__Required actions__
• A. Condense the paragraph in the passage on Russia's war to December 1916 that begins "In various Russian cities" into a shorter version that keeps its main facts.
• B. From the passage on Russia's war to December 1916, return the words starting with "The French and" and going on through "fallen in battle.", unchanged.

__Text for analysis__
----------------------------------------

(The WAR to DECEMBER 1916 – continued)
The French and British had hoped that offensives in the west would remove German pressure from the Russians, but this did not happen. Germany and Austria-Hungary drove the Russians from Lithuania and Poland, the Russians burning crops, killing cattle and leaving their wounded without medical attention as they retreated. The Russians suffered from shortages of supplies, including boots and ammunition, and only a third of its infantry had rifles, with other frontline soldiers waiting for the rifle of someone who had fallen in battle.
The Russian army was less devoted to hygiene than were the Germans, their delousing program breaking down and typhus and cholera spreading wherever they went. A huge army of refugees moved ahead of the advancing Germans. Jews suffered again, this time in Lithuania, where they were again accused of supporting Germany, and they were accused of waiting for the arrival of German troops. Again there was widespread looting of Jewish shops and homes, with the Russian Cossacks, traditionally anti-Semitic, driving more Jews into seeking escape.
By the end of September, the front line in the east was between Riga on the Baltic Sea in Latvia and Czernowitz at the borders of Romania and the Ukraine, with the Germans in possession of the Russian empire's frontier fortresses. Hungry refugees packed into Russian towns and cities already short of food.
In various Russian cities, food riots erupted. The Russians had lost so many men and such large amounts of supplies that they were now precluded from playing a decisive role in the war. But Nicholas remained unaware. At the end of the year he still foresaw a military victory, and he chose to make that victory certain by taking personal command of his armies.

----------------------------------------

__Data provided__
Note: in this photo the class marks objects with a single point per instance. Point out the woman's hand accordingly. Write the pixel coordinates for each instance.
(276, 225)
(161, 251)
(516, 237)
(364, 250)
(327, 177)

----------------------------------------

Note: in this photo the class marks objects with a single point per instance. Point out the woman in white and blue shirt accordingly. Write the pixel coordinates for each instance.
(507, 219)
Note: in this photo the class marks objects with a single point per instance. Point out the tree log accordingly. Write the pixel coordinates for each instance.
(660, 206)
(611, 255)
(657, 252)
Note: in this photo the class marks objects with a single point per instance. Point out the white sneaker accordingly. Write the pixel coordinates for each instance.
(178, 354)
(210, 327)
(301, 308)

----------------------------------------

__Expected results__
• A. Food riots broke out in several Russian cities. Russia had lost so many men and supplies that it could no longer play a decisive role in the war, but Nicholas did not realize this. At the end of the year he still expected a military victory and took personal command of his armies to ensure it.

• B.
The French and British had hoped that offensives in the west would remove German pressure from the Russians, but this did not happen. Germany and Austria-Hungary drove the Russians from Lithuania and Poland, the Russians burning crops, killing cattle and leaving their wounded without medical attention as they retreated. The Russians suffered from shortages of supplies, including boots and ammunition, and only a third of its infantry had rifles, with other frontline soldiers waiting for the rifle of someone who had fallen in battle.